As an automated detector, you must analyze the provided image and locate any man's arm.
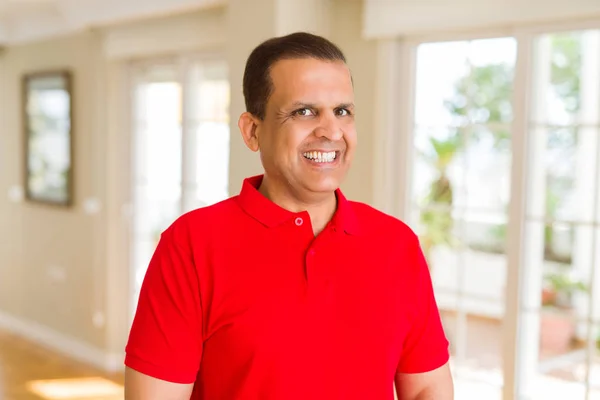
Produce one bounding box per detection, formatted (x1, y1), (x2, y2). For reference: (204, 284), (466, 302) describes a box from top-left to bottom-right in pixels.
(396, 363), (454, 400)
(125, 367), (194, 400)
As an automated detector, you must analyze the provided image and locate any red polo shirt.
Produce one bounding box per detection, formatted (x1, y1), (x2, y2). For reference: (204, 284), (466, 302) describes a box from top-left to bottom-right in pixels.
(125, 176), (449, 400)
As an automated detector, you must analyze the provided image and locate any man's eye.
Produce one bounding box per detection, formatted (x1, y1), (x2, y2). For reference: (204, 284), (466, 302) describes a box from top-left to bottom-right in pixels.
(294, 108), (313, 117)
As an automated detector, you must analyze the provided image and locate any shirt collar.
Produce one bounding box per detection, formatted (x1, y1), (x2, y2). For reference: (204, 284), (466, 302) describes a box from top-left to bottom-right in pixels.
(237, 175), (359, 235)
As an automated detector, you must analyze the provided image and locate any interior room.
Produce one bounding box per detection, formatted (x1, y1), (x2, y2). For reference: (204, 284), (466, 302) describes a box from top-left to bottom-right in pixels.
(0, 0), (600, 400)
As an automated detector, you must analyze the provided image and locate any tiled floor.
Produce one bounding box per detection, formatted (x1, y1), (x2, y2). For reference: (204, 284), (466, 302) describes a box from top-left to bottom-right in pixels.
(0, 331), (123, 400)
(0, 314), (600, 400)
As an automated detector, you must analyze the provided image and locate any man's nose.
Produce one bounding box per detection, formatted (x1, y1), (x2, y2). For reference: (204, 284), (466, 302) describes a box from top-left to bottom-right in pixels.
(315, 113), (343, 142)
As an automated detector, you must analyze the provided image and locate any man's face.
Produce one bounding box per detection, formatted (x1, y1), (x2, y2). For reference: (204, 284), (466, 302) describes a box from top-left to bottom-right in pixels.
(257, 58), (356, 197)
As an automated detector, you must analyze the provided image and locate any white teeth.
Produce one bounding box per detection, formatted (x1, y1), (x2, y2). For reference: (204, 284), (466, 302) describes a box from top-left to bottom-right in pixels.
(303, 151), (336, 162)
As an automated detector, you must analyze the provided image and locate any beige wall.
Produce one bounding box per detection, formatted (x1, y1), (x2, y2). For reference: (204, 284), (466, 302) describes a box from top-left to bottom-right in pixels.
(0, 33), (105, 347)
(0, 0), (376, 365)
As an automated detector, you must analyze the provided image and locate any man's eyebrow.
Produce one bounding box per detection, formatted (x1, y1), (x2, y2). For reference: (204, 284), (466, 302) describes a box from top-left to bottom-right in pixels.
(336, 103), (354, 109)
(290, 101), (354, 109)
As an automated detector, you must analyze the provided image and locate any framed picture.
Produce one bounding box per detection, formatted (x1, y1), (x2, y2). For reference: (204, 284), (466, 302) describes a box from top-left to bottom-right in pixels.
(22, 71), (73, 207)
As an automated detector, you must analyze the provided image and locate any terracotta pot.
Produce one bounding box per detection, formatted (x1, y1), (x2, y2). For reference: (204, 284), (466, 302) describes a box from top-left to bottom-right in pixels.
(540, 310), (575, 354)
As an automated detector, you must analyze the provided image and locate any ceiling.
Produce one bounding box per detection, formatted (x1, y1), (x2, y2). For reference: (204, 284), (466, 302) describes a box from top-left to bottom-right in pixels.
(0, 0), (226, 45)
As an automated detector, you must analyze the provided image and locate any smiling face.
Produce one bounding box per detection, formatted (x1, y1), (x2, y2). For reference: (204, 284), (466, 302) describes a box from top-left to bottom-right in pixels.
(242, 58), (356, 199)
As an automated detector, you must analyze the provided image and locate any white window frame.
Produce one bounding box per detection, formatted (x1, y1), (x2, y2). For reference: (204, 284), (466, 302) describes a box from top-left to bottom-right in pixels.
(373, 18), (600, 400)
(122, 51), (228, 318)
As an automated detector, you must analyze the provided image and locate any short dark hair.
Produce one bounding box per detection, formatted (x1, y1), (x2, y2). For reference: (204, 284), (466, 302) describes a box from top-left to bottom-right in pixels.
(243, 32), (346, 120)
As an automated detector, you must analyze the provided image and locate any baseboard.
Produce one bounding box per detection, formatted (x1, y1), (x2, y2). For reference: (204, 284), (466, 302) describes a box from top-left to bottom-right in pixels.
(0, 311), (123, 373)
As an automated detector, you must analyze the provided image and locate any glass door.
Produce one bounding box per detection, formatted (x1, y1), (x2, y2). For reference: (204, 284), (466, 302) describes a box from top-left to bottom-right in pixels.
(130, 58), (229, 312)
(408, 37), (517, 400)
(518, 30), (600, 400)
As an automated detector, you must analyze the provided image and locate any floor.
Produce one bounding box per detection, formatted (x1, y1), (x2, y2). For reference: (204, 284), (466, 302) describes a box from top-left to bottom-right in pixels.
(0, 331), (123, 400)
(0, 314), (600, 400)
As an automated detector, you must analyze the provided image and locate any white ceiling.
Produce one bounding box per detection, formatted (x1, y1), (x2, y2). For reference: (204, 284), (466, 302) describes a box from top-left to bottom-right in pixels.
(0, 0), (226, 45)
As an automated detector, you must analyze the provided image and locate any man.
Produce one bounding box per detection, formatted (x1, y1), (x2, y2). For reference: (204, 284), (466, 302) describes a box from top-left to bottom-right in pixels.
(125, 33), (453, 400)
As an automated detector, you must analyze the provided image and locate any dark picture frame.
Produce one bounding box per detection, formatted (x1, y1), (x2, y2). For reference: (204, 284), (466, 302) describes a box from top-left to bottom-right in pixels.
(22, 70), (73, 207)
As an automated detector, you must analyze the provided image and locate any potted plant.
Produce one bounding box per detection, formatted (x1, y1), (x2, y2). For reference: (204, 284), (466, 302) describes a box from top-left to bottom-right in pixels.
(540, 271), (587, 355)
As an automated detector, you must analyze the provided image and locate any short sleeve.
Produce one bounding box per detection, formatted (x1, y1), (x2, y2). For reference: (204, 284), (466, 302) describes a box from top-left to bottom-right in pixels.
(125, 226), (202, 384)
(397, 237), (450, 373)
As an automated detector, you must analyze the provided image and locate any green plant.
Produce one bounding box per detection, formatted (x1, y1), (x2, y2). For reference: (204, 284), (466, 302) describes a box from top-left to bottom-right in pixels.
(542, 268), (588, 308)
(421, 132), (462, 266)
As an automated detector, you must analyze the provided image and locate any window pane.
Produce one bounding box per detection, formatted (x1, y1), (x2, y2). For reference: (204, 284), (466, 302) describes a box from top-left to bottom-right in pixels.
(412, 128), (466, 207)
(410, 38), (516, 399)
(415, 42), (469, 126)
(185, 61), (230, 210)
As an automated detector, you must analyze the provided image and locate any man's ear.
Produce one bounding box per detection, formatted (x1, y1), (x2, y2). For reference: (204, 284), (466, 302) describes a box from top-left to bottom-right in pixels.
(238, 111), (260, 152)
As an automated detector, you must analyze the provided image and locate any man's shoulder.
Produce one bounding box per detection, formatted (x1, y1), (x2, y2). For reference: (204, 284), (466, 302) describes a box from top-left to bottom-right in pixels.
(350, 201), (416, 239)
(166, 196), (239, 238)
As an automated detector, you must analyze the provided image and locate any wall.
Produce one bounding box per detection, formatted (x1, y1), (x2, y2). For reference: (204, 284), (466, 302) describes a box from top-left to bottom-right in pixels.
(363, 0), (600, 38)
(0, 32), (105, 360)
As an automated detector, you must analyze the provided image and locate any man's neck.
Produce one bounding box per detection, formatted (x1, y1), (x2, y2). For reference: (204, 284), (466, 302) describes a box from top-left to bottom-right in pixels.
(258, 177), (337, 236)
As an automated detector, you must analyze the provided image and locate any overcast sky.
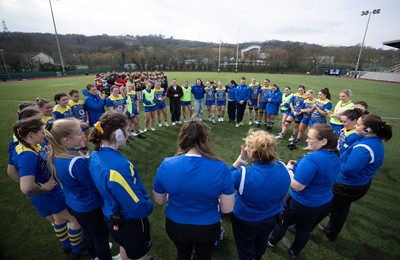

--------

| Exercise instructions |
Rewrite all the items above with "automated detector" changed to "object locator" and nothing else altered. Omit the pictures.

| Output of the exercise |
As an object locator, you must analyze the provided image and locate any man's arm.
Produce one bounding box per detection, formatted (x1, y1), (x2, y2). For reference: (204, 284), (466, 302) describes a box from top-left to bottom-right in pixels.
(396, 363), (454, 400)
(125, 367), (194, 400)
As an object locator, you must analyze the provided image and locate any red polo shirt.
Produce one bounding box per detection, formatted (x1, y1), (x2, y2). For reference: (204, 284), (466, 302) describes a box from top-left to bottom-right in pixels.
(125, 176), (449, 400)
As an object locator, you must analyze the provided image and locate any man's eye.
Produce one bounding box per detection, formatted (x1, y1), (x2, y2). For reference: (204, 284), (466, 302) describes a box from top-left to bottom-right in pixels.
(294, 108), (313, 117)
As an object locator, you must analyze the provided image and locate any shirt collar.
Produce one bounding box per detection, formatted (x1, y1), (x2, y2). For reference: (204, 284), (466, 302) describes a box from top-left to bottom-right in pixels.
(237, 175), (359, 235)
As an object locator, you must analyze the provided image and locate any interior room.
Produce one bounding box per detection, formatted (x1, y1), (x2, y2). For reference: (204, 284), (466, 302) describes a box from top-left to bottom-right in pixels.
(0, 0), (600, 400)
As an object locator, you must analyze the provided image and locate any tiled floor.
Produce one bounding box per detection, formatted (x1, y1), (x2, y2). For reference: (204, 284), (466, 302) describes a box from top-left to bottom-right in pixels.
(0, 331), (123, 400)
(0, 314), (600, 400)
As an object locator, you must analyze the provided image and locate any man's nose.
Produce one bounding box per detection, formatted (x1, y1), (x2, y2). For reference: (204, 284), (466, 302) describes a box from top-left to bottom-right in pixels.
(315, 113), (343, 142)
As an object locator, you must analyze the provided image and locate any man's face.
Produce one bounding box per detection, formatted (x1, y1), (x2, y2). For reference: (204, 284), (466, 302) describes a box from top-left to bottom-right in pixels.
(257, 58), (356, 197)
As an object locator, you must analyze the provided image and locate any white teeth.
Produce one bounding box per detection, formatted (x1, y1), (x2, y2). For reference: (204, 284), (466, 302) describes a box from top-left to bottom-right in pixels.
(303, 151), (336, 162)
As an object locator, you must analyze the provided image and locate any beige wall.
Produce one bounding box per detection, formatted (x1, y1), (x2, y2). For reference: (204, 284), (466, 302) describes a box from top-left to bottom-right in pixels.
(0, 33), (105, 347)
(0, 0), (376, 365)
As an object locator, you must analyze the provided image and locate any man's eyebrow.
Produce one bounding box per detection, formatted (x1, y1), (x2, y2). For reference: (204, 284), (466, 302) describes a box from top-left to bottom-right in pixels.
(336, 103), (354, 109)
(290, 101), (354, 109)
As an object locator, you must analyze the provided image and locate any framed picture.
Produce one bounding box per detection, formatted (x1, y1), (x2, y2). For reference: (204, 284), (466, 302) describes a box from top-left to bottom-right in pixels.
(22, 71), (73, 207)
As an object locator, you must analyze the provided image and locate any terracotta pot.
Produce one bounding box per detection, formatted (x1, y1), (x2, y2). For reference: (204, 284), (466, 302) describes a box from top-left to bottom-right in pixels.
(540, 310), (575, 354)
As an object locator, you must analyze the provided image and locate any ceiling.
Produce one bounding box per detection, formatted (x1, y1), (x2, y2). For reference: (204, 284), (466, 302) describes a box from top-left to bottom-right in pixels.
(0, 0), (226, 45)
As an object locator, you must analyze the provided image and locate any smiling face.
Produce one bounding box per detection, formatted (x1, y1), (x2, y2). For reference: (204, 284), (466, 302) describes a box from top-left to bottom-right in pixels.
(242, 58), (356, 199)
As an object locator, you must analyze the provided image and locate any white window frame.
Produce one bounding box per detection, formatted (x1, y1), (x2, y2). For reference: (204, 284), (466, 302) describes a box from top-left to bottom-right in pixels.
(373, 18), (600, 400)
(122, 51), (228, 318)
As an object locator, you must analyze the provided image and locate any short dark hair.
Produce one bounding box per detection, formatted (x1, y1), (x2, y2). For reference: (204, 284), (466, 302) describes a box from top-left to bottom-right in pixels.
(243, 32), (346, 120)
As an object locator, you must analyze the provided image and locate any baseboard.
Produce one bounding box per detection, formatted (x1, y1), (x2, y2). For reference: (204, 284), (466, 302) describes a box from top-left to bottom-right in pixels.
(0, 311), (123, 373)
As an object locator, you must analyze the provided image and locate any glass door.
Produce one bounding box per detection, formatted (x1, y1), (x2, y2). For reference: (204, 284), (466, 302) describes a box from top-left to bottom-right in pixels.
(130, 58), (229, 312)
(408, 37), (517, 400)
(518, 30), (600, 400)
As an object locator, you must analyze the provided image and locate any floor.
Produce one bounding box per detection, formatted (x1, y1), (x2, y2). For reference: (204, 284), (466, 302) describes a box from top-left to bottom-right in pixels.
(0, 331), (123, 400)
(0, 314), (600, 400)
As an object locator, you must analyze the provided image and locate any white ceiling.
Produce one bounding box per detection, formatted (x1, y1), (x2, y2). For reference: (204, 284), (466, 302) describes a box from top-left to bottom-right in pixels.
(0, 0), (226, 45)
As an object locator, you must analyze the provided image and locate any man.
Produce one bounding box per detection, formatted (x1, y1), (x2, y2). For reference: (204, 284), (466, 302) describes a box from top-left to bottom-right in pixels.
(125, 33), (453, 400)
As an object locator, you must analyze the provided image and locate any dark picture frame.
Produce one bounding box per detection, formatted (x1, y1), (x2, y2). For reference: (204, 284), (466, 302) describes a box from top-left to bottom-right in pixels.
(22, 70), (73, 207)
As an object locator, you must analyze the provided image and locate any potted plant.
Produce one bounding box per detection, formatted (x1, y1), (x2, y2). For reference: (204, 284), (466, 302) describes a box from top-left to bottom-right in pixels.
(540, 271), (587, 355)
As an object locator, you must analyze the provided image and locate any short sleeve.
Produce one bounding box per detection, formatted (x1, y1), (x2, y2). For reference: (204, 284), (466, 302) describes a box from top-left to bottom-right in pixels.
(125, 226), (202, 384)
(397, 237), (450, 373)
As an object locator, you must analyze the provided image and locate any green plant.
Produce one bounding box per detection, formatted (x1, y1), (x2, y2). For reference: (204, 284), (466, 302) describes a box from top-left to bottom-right in pixels.
(542, 268), (588, 308)
(421, 132), (462, 266)
As an object locator, you must analyze the provided image and locate any window pane.
Produce one bounding box per detection, formatted (x1, y1), (x2, y2). For reference: (204, 284), (466, 302) describes a box from top-left to bottom-right in pixels.
(412, 128), (466, 207)
(410, 38), (516, 399)
(415, 42), (469, 126)
(185, 61), (230, 210)
As an object locator, you must analyze the provided image and locate any man's ear.
Produce one bounding box per detection, formatted (x1, y1), (x2, y2). For reference: (204, 284), (466, 302) describes a box from top-left to bottom-right in pixels.
(238, 111), (260, 152)
As an object locator, you must analyze the provided image and locate any man's shoulder.
Produce one bounding box per detection, formatted (x1, y1), (x2, y2). For reference: (204, 284), (466, 302) describes a box from top-left to bottom-right in pixels.
(350, 201), (416, 239)
(166, 196), (239, 238)
As an object locator, you must analyze the provided image and locate any wall.
Produce one bounding box per detection, formatted (x1, y1), (x2, y2). For reference: (204, 284), (466, 302) describes a box from top-left to bottom-right in pixels.
(363, 0), (600, 38)
(0, 32), (105, 360)
As an object locator, you must analyze the provided image and locate any man's neck.
Produce one bounding box per detection, formatted (x1, y1), (x2, y2). For reference: (204, 284), (466, 302) describes a box from top-left to bottom-right in pixels.
(258, 177), (337, 236)
As an object locator, you must analyze the provided image and locate any overcast sky.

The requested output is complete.